Task brief => Begin at the line with "Where can you spot the metal" and write out every line after it, exactly, through the last line below, adding nothing.
== Segment start ==
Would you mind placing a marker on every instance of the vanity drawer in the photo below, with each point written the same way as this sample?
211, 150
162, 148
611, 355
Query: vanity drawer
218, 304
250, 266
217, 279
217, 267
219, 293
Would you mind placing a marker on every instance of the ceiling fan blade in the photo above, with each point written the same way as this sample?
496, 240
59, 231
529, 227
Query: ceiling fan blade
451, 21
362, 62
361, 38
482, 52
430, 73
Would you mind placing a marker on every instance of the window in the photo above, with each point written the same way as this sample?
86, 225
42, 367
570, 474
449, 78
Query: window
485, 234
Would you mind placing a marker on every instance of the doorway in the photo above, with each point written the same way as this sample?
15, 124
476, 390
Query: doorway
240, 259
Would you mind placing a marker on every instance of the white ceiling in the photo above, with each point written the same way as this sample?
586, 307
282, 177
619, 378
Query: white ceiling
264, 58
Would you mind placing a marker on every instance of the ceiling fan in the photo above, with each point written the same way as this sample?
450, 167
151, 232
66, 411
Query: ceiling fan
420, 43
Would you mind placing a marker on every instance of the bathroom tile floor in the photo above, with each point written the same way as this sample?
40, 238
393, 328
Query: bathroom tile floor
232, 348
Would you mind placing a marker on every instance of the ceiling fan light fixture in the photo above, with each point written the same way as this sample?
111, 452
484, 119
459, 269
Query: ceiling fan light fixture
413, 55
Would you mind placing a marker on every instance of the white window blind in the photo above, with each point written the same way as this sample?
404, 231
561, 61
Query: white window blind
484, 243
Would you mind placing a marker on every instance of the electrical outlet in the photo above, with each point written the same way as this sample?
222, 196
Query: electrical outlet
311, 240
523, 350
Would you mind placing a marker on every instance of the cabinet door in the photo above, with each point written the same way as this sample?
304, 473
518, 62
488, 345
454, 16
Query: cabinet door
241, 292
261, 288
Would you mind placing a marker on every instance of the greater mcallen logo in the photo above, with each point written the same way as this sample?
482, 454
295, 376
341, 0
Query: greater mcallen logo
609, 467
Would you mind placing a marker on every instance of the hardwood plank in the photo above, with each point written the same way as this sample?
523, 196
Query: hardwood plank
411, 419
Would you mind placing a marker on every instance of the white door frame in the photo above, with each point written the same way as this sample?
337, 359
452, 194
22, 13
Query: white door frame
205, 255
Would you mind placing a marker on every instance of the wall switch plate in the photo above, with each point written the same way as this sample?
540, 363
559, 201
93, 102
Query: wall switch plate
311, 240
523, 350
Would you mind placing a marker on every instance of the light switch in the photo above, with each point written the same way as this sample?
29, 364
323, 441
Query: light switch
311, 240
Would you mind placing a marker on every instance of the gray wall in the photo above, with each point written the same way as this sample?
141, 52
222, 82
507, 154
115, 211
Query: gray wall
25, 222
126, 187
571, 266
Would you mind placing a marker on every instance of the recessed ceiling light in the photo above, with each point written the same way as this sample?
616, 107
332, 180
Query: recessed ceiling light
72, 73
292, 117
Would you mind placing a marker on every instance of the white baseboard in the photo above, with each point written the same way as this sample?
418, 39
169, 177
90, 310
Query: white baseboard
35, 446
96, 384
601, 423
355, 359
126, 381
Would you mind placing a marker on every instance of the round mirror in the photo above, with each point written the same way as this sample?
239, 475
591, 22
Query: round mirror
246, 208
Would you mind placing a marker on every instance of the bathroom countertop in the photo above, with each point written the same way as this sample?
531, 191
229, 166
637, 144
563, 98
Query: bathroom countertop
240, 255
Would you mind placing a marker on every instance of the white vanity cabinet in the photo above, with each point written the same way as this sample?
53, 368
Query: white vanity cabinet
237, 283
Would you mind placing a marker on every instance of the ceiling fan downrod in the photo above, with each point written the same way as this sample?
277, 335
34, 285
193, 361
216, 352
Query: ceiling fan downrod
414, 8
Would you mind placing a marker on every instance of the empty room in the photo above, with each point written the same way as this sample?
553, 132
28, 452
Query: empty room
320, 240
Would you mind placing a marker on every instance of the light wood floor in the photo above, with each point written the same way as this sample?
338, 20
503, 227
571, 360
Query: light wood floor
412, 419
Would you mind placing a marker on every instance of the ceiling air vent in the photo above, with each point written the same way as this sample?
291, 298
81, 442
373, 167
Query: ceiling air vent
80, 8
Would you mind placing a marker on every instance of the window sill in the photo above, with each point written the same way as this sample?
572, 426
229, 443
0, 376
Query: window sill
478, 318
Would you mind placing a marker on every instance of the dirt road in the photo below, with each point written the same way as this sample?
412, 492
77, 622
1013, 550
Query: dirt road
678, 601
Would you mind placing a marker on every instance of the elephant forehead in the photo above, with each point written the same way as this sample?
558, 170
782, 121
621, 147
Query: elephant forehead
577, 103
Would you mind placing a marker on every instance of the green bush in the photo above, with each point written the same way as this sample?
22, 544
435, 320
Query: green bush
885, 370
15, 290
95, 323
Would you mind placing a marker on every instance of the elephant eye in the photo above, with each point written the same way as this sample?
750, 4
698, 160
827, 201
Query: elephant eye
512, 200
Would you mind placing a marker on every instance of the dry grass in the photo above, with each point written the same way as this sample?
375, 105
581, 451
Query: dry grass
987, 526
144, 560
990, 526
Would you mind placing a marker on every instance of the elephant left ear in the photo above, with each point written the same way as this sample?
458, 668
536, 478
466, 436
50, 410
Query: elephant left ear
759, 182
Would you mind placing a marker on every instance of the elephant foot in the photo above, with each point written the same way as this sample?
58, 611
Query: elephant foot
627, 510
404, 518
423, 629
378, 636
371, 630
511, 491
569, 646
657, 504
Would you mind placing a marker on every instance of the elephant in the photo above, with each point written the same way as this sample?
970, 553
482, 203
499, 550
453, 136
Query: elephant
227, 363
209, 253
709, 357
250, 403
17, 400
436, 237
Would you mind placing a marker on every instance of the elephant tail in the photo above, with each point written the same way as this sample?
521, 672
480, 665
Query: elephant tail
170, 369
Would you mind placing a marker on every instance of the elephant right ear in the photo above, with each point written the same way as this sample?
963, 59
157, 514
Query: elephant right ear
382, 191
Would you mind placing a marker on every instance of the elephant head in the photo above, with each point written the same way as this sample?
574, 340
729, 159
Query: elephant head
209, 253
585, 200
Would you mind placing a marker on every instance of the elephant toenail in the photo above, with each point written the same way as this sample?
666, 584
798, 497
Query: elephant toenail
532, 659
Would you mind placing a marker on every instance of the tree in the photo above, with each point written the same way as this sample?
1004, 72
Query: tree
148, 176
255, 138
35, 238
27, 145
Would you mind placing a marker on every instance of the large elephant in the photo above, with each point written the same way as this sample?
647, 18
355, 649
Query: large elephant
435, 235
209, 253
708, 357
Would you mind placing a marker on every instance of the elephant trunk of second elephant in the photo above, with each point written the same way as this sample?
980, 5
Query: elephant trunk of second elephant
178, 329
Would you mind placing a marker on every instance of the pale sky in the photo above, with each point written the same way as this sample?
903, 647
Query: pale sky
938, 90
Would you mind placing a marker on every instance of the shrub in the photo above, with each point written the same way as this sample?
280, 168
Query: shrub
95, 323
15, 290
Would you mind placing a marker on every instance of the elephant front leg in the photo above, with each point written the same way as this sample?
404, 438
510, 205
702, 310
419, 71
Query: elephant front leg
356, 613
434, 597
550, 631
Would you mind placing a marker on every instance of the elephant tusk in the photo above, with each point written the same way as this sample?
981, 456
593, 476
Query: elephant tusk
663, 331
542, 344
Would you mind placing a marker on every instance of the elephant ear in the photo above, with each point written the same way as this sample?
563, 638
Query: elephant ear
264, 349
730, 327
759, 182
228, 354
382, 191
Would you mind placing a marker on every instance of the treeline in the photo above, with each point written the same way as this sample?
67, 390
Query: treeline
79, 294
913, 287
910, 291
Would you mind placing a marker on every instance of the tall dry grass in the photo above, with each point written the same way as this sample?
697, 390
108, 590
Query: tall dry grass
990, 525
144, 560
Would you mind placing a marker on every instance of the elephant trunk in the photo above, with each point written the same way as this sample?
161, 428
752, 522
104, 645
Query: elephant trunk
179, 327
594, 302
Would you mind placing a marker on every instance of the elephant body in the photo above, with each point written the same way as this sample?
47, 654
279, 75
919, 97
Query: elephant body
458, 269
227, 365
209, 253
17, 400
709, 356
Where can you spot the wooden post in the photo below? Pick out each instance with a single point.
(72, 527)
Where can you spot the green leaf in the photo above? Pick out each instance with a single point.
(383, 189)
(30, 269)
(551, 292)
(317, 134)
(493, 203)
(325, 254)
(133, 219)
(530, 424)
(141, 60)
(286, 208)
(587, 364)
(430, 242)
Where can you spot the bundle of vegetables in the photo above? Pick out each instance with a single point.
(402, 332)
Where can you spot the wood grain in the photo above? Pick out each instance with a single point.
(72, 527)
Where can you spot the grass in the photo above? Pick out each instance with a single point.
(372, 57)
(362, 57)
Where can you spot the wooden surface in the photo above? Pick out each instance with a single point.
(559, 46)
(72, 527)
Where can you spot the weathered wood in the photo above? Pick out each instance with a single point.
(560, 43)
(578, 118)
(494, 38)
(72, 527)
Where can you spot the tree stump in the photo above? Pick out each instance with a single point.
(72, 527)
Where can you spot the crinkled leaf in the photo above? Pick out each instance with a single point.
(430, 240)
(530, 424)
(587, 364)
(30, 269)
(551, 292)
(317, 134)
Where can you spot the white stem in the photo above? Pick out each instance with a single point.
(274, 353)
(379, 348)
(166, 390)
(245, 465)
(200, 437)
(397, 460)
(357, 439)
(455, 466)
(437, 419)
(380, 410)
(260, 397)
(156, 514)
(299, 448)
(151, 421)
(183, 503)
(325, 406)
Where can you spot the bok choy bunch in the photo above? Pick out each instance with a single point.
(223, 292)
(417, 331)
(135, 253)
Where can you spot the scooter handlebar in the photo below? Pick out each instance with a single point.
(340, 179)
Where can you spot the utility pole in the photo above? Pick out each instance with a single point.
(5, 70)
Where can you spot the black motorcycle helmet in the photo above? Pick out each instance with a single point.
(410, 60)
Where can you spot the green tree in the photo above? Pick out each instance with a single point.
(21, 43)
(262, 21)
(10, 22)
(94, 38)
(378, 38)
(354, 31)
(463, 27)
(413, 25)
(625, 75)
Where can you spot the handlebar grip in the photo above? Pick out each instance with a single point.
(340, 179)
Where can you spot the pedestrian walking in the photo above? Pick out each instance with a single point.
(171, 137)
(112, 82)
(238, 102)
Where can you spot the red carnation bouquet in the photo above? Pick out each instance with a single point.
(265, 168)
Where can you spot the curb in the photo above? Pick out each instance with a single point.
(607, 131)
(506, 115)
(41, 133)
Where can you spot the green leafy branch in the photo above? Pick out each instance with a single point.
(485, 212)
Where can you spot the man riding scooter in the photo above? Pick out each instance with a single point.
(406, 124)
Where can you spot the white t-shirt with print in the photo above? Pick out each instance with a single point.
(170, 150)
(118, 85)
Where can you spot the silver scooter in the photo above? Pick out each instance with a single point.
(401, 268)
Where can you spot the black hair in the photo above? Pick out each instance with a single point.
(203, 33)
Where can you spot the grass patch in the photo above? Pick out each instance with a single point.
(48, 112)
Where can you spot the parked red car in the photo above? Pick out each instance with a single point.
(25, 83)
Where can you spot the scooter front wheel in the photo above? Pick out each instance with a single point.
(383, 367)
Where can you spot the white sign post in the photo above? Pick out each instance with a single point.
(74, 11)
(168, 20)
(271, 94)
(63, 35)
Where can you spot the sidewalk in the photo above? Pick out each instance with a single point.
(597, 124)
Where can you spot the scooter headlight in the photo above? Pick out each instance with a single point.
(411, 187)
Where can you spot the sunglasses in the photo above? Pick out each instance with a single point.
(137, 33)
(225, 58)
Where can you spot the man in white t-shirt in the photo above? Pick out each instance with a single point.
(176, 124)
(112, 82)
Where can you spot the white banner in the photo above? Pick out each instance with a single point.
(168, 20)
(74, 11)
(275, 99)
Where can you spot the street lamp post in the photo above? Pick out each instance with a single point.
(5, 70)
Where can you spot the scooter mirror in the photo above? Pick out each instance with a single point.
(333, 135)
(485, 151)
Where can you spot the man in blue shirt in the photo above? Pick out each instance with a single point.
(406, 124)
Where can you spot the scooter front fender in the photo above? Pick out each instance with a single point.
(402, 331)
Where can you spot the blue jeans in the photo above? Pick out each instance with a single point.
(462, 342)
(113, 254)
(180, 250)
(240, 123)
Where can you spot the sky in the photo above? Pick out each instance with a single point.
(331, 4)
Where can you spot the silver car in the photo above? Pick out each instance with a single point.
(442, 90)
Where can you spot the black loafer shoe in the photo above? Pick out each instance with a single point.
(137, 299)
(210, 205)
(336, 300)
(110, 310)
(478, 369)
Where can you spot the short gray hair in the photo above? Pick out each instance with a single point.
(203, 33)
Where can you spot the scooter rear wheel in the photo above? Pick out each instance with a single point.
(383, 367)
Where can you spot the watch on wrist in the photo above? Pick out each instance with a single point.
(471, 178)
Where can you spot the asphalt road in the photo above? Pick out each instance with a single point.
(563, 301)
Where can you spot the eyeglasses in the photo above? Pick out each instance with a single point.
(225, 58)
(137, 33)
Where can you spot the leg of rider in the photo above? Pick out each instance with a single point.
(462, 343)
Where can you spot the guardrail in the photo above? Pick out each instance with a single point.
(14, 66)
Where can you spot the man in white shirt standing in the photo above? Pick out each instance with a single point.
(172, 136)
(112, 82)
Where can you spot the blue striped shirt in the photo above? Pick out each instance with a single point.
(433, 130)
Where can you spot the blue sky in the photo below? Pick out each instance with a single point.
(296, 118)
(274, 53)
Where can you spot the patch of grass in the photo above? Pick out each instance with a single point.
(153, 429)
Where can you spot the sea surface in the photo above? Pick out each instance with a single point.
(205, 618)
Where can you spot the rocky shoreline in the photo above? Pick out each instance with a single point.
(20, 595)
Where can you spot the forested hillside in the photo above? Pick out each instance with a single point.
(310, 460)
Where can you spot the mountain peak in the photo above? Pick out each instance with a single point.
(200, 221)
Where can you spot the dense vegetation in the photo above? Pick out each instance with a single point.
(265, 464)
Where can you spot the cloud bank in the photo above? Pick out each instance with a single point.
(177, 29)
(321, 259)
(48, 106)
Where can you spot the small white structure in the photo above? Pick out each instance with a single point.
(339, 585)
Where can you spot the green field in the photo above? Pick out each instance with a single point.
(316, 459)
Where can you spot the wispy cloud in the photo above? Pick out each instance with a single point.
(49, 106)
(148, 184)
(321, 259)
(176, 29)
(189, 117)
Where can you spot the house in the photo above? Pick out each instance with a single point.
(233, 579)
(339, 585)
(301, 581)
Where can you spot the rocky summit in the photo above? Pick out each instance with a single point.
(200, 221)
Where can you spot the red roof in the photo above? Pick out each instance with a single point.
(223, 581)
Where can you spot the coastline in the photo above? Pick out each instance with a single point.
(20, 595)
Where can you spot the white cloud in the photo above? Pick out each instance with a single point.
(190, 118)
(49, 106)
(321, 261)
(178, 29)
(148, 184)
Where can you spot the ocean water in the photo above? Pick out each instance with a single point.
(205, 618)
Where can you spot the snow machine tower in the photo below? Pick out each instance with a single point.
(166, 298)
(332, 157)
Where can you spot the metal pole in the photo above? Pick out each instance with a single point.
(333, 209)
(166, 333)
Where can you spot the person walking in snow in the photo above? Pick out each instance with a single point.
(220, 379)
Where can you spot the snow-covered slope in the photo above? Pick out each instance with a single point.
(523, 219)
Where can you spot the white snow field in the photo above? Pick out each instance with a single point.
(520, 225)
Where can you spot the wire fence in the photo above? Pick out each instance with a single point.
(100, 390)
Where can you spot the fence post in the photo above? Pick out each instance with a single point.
== Segment end ==
Result =>
Where can you spot the metal pole in the photo above? Pick out each instance with a single point.
(333, 209)
(166, 333)
Where can you spot the person walking in snow in the photo above? Pick out each instance with a single point.
(220, 379)
Where can you spot the snow-covered slope in the photo above? Pick out each instance with a single point.
(523, 219)
Where can you spot the white snow field in the photo above? Pick out each instance with a single point.
(520, 225)
Where can you spot the wire fence in the photo above? Pick out each instance with a single point.
(100, 390)
Where can you spot the fence post in the photo above? Pick out each instance with a single point.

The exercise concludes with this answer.